[[ Dataset entries open ]]
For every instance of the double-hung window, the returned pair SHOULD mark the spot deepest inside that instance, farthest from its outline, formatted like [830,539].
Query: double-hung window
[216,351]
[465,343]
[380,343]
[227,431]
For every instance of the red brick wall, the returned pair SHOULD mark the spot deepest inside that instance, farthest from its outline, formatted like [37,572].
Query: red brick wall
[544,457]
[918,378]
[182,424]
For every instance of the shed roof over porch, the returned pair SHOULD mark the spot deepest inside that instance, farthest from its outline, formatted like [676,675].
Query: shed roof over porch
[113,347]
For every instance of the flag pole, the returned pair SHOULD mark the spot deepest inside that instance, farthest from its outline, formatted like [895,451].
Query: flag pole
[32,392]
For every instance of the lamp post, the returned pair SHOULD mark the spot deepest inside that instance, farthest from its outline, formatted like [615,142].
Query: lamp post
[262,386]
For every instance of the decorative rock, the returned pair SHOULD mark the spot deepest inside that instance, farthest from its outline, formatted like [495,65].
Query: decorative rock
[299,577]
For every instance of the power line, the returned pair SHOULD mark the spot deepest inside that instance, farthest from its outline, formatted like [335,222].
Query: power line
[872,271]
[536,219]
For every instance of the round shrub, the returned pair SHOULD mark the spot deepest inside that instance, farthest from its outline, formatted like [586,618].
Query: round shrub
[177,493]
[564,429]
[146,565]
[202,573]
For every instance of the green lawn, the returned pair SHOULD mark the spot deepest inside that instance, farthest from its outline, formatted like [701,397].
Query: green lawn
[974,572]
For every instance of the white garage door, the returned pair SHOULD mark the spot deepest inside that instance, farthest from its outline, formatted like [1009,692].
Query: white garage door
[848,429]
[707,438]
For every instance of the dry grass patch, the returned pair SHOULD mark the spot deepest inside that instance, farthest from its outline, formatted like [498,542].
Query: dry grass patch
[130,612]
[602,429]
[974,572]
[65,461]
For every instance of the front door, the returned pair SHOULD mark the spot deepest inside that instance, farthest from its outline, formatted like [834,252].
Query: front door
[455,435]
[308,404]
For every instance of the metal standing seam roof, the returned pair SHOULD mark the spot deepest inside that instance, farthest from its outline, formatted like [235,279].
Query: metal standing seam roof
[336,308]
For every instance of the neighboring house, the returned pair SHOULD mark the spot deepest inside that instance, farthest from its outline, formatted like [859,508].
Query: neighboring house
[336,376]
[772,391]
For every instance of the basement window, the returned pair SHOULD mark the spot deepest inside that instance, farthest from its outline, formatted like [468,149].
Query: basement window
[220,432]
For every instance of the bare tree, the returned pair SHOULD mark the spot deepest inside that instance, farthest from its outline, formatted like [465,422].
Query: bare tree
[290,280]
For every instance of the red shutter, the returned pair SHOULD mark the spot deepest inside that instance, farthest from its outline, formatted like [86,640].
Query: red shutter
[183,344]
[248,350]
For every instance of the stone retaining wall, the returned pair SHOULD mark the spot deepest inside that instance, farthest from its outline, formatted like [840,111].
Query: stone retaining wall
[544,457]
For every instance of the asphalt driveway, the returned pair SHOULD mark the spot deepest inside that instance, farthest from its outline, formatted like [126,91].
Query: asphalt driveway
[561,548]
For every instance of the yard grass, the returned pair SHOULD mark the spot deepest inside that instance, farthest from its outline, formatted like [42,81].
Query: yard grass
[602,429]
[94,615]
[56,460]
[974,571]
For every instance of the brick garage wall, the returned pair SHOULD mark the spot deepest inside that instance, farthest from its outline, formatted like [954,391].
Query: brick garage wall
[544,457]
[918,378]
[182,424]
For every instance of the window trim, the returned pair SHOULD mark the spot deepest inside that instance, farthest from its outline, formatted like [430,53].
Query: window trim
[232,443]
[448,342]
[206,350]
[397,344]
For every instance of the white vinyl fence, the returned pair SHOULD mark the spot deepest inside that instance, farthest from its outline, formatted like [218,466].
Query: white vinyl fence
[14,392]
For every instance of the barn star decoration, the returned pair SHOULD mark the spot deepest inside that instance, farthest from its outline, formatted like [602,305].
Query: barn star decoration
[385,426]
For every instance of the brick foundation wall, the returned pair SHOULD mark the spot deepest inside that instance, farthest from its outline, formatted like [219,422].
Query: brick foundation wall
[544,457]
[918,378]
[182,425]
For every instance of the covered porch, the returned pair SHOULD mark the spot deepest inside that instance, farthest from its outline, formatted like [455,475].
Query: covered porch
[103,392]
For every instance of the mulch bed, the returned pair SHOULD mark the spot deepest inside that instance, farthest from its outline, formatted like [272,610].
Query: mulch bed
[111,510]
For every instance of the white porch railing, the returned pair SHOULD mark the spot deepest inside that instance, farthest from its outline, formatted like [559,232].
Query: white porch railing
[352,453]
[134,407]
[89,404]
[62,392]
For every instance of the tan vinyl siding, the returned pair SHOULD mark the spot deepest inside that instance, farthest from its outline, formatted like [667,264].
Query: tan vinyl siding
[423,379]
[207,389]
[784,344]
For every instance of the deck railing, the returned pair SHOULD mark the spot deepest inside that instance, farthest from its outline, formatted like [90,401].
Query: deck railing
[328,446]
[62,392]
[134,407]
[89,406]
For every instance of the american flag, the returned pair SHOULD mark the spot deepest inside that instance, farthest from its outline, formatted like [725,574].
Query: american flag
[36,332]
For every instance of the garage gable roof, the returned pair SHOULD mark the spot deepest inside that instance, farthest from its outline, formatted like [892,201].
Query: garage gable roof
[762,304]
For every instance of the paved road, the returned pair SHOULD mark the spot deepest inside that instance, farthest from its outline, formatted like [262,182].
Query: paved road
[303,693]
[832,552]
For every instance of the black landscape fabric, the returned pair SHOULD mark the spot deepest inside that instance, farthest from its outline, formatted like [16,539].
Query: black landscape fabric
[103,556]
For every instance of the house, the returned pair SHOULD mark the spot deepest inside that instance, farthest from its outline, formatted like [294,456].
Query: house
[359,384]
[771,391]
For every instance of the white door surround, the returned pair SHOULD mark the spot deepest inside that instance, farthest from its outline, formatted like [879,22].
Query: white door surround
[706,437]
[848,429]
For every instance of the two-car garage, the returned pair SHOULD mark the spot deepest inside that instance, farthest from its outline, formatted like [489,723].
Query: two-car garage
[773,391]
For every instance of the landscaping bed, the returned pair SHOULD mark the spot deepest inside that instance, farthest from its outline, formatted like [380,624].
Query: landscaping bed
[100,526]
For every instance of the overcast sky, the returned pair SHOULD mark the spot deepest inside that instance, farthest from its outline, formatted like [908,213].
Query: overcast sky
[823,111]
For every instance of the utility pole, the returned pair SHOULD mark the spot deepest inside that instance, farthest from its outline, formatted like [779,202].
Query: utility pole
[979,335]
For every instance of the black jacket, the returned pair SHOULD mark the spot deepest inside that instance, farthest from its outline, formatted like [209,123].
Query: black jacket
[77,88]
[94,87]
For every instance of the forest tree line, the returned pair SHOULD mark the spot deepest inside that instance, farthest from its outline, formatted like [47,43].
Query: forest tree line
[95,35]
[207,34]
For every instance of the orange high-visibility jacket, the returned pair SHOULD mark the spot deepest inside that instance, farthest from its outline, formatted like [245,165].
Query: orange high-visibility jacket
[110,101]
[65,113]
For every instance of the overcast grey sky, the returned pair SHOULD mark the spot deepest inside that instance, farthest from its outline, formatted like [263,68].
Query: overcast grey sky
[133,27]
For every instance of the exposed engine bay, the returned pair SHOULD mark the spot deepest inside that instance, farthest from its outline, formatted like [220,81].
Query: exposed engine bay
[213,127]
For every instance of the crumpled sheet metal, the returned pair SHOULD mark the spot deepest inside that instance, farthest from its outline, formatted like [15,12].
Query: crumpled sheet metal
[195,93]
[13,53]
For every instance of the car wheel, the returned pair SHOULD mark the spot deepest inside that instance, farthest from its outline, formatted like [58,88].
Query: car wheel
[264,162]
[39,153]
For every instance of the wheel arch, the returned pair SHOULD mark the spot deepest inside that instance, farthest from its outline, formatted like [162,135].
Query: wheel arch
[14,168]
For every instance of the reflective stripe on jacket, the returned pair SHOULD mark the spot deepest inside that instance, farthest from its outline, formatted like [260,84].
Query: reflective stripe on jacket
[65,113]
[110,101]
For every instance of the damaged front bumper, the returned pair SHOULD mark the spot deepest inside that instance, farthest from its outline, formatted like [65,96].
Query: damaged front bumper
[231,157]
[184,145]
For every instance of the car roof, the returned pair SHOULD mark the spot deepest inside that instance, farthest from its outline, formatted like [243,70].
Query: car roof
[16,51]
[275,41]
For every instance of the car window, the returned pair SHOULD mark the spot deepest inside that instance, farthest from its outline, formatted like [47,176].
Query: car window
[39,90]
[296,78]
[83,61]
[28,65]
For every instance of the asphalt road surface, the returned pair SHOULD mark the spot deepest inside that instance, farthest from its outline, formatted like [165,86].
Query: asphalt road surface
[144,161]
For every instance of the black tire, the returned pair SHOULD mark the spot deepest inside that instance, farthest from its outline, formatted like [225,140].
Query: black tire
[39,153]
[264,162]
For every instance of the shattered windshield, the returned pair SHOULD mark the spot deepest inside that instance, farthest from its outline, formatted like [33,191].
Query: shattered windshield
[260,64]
[[ Dataset entries closed ]]
__Task prompt__
Find the line that contains "Query: black tire". Write out that line and every line after it through the end of the data, exactly, and nothing else.

__Response box__
Query: black tire
[39,153]
[264,162]
For every instance of the shattered windshield, the returned pair SHOULD mark the spot deepest inside that instance, farthest from its outline, formatted like [33,191].
Query: shattered windshield
[260,64]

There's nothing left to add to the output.